• **What the task requires**
Those lines of the following listing which contain the string "street" should be returned.

• **Source records**

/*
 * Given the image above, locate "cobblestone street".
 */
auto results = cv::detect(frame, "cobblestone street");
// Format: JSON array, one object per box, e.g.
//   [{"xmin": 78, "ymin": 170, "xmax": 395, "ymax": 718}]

• **Completed task**
 * Given the image above, locate "cobblestone street".
auto results = cv::detect(frame, "cobblestone street");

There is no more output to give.